▶ **DATA EXTRACT**

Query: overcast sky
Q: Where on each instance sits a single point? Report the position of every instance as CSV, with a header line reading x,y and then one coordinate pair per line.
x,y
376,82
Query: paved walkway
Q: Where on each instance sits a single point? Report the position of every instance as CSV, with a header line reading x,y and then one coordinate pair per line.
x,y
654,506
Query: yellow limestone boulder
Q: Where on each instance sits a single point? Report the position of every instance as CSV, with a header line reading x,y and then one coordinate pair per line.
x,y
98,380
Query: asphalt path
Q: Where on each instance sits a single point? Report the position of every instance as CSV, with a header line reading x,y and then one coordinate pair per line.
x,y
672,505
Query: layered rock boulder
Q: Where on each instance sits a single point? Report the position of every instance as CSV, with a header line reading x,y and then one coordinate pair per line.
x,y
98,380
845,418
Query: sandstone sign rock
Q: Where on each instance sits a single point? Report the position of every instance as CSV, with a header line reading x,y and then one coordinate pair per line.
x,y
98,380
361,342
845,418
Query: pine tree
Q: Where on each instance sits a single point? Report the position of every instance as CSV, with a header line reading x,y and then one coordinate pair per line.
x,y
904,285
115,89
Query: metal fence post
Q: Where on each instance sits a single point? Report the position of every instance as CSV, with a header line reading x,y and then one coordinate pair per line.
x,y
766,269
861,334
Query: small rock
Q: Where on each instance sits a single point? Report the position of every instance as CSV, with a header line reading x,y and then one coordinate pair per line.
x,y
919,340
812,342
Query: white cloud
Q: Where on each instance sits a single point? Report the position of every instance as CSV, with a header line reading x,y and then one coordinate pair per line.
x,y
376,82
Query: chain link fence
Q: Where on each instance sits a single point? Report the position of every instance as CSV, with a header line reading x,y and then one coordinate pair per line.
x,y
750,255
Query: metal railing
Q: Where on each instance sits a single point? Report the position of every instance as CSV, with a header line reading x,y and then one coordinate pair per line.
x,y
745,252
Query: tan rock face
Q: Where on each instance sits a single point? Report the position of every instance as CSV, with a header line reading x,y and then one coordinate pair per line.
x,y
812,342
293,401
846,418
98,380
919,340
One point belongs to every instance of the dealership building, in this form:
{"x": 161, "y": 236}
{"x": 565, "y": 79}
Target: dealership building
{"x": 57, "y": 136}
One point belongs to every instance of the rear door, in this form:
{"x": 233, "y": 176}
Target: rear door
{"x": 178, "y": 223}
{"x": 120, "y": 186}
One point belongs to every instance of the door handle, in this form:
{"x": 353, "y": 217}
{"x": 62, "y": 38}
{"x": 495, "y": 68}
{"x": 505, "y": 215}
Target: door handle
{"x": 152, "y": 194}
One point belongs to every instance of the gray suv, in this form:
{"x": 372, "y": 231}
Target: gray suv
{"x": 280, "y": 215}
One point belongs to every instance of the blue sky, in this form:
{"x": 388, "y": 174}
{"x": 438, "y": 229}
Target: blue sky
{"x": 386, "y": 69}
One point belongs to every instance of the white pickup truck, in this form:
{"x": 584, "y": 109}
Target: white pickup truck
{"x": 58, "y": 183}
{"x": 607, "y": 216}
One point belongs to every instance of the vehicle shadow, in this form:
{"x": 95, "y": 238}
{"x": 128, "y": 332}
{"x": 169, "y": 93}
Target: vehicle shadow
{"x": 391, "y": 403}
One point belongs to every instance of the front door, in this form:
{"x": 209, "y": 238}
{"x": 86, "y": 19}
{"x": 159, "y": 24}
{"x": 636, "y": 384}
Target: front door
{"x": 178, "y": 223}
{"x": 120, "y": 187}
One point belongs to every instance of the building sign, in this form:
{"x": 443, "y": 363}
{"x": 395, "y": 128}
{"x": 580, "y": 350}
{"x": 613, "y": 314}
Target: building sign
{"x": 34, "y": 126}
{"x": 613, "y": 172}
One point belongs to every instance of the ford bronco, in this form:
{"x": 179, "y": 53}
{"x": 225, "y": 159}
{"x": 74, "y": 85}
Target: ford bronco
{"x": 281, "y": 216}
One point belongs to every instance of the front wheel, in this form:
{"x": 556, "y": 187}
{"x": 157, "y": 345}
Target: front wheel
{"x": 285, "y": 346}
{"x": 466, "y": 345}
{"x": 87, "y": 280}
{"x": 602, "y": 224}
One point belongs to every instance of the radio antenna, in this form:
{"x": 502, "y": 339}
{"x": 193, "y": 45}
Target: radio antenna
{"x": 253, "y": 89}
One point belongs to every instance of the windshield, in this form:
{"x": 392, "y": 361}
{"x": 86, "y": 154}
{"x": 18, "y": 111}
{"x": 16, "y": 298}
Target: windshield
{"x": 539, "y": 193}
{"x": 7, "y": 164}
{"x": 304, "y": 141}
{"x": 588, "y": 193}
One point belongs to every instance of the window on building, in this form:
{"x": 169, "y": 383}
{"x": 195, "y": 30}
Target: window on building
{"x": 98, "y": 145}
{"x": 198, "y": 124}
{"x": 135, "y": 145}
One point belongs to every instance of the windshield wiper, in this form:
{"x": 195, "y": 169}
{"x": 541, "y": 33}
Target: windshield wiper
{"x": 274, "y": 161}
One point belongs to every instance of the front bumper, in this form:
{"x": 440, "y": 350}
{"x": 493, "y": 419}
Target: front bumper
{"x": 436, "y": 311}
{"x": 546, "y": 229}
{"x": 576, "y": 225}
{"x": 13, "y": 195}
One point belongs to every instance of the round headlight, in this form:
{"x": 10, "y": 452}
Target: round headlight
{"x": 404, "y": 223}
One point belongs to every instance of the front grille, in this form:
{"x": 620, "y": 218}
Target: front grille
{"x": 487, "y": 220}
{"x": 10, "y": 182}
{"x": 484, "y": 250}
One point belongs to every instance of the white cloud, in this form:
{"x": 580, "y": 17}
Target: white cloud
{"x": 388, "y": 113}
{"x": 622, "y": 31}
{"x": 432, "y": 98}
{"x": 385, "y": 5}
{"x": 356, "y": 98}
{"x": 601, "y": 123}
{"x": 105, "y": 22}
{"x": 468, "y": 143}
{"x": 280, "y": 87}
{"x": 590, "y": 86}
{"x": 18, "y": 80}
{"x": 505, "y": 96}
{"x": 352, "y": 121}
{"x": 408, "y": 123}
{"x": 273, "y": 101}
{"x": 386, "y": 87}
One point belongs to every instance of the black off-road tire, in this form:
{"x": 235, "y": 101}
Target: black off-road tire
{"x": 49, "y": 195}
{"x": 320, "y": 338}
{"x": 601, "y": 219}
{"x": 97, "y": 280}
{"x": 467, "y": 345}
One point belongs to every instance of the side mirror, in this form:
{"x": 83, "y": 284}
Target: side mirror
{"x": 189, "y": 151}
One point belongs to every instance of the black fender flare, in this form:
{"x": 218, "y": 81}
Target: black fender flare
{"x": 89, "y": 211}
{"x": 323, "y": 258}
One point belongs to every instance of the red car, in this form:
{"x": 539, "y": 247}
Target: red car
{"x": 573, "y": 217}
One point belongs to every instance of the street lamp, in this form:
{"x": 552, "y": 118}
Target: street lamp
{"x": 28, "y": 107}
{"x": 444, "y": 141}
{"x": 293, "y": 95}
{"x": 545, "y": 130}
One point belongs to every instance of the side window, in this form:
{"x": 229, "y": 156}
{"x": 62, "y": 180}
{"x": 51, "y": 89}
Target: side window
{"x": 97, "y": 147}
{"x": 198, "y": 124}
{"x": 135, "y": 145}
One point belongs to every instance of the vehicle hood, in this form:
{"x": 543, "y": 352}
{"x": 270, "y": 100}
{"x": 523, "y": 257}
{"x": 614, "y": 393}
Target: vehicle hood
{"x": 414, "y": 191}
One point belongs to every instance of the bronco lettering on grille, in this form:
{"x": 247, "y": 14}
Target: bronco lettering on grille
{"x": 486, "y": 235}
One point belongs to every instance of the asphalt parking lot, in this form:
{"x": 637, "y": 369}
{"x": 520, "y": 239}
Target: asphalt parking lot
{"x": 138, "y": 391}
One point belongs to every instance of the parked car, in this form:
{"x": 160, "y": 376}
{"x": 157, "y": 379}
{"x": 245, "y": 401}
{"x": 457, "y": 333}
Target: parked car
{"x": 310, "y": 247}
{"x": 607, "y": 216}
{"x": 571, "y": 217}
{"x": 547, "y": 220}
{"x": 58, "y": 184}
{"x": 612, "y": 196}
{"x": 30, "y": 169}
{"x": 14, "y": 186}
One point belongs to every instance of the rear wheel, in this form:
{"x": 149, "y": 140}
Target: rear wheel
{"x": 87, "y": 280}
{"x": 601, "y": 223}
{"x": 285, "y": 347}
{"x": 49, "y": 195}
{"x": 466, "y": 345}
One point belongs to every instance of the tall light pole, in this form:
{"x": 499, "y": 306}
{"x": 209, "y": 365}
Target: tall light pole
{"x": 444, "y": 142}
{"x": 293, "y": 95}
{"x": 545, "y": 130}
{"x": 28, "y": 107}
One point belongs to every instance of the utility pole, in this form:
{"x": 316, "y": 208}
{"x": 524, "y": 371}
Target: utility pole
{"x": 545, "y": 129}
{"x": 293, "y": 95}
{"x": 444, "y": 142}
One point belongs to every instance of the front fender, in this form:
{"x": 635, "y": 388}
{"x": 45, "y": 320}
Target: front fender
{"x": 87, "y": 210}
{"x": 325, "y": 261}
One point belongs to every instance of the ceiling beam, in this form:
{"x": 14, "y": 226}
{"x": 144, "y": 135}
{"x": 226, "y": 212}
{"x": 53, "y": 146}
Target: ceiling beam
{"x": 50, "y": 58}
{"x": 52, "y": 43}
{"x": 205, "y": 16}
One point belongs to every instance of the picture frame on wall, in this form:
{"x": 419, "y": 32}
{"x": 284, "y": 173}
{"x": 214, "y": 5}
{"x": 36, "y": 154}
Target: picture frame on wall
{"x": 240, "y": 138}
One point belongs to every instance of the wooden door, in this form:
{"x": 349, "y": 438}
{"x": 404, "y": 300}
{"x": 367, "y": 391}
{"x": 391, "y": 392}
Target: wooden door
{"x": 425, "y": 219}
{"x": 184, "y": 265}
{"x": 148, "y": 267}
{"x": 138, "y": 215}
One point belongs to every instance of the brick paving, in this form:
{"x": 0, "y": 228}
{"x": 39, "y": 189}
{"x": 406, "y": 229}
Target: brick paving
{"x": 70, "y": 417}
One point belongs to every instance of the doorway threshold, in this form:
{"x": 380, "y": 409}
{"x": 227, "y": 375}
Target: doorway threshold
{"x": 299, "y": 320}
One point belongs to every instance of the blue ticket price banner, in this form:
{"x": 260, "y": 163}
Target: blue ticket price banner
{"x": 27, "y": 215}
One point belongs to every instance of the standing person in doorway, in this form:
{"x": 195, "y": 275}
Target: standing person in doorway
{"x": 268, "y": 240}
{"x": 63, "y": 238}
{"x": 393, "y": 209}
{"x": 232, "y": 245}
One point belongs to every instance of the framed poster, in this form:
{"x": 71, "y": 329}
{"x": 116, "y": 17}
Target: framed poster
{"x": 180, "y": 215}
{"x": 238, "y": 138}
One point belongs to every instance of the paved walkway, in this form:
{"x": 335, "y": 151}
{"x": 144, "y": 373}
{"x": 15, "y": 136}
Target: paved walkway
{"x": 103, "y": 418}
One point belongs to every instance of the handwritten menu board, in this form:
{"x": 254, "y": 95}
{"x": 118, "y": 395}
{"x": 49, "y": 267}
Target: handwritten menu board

▶ **WORK TO DO**
Retype nothing except the lines from the line holding "One point belongs to every instance of the wooden" through the last line of the entries, both included.

▶ **THE COMPLETED TASK**
One point belongs to every instance of the wooden door, in this form:
{"x": 349, "y": 438}
{"x": 404, "y": 300}
{"x": 367, "y": 391}
{"x": 391, "y": 392}
Target: wooden door
{"x": 425, "y": 219}
{"x": 184, "y": 265}
{"x": 148, "y": 267}
{"x": 138, "y": 215}
One point belongs to every instance of the brick paving, in this form:
{"x": 0, "y": 228}
{"x": 39, "y": 189}
{"x": 406, "y": 229}
Target: brick paving
{"x": 70, "y": 417}
One point belongs to every instance of the doorway threshold, in this form:
{"x": 380, "y": 409}
{"x": 227, "y": 375}
Target: doorway threshold
{"x": 299, "y": 320}
One point belongs to every instance of the blue ticket price banner, in this form:
{"x": 260, "y": 163}
Target: blue ticket price banner
{"x": 27, "y": 215}
One point belongs to every instance of the standing person in doorway, in this form:
{"x": 195, "y": 275}
Target: standing person in doorway
{"x": 268, "y": 240}
{"x": 63, "y": 238}
{"x": 393, "y": 209}
{"x": 232, "y": 245}
One point belongs to every instance of the framed poster, in this form:
{"x": 71, "y": 329}
{"x": 116, "y": 17}
Target: framed poster
{"x": 180, "y": 215}
{"x": 238, "y": 138}
One point belongs to every instance of the paved walkway, in this form:
{"x": 335, "y": 151}
{"x": 144, "y": 373}
{"x": 15, "y": 136}
Target: paved walkway
{"x": 103, "y": 418}
One point belongs to every instance of the handwritten menu board, in this form:
{"x": 254, "y": 95}
{"x": 118, "y": 395}
{"x": 49, "y": 267}
Target: handwritten menu board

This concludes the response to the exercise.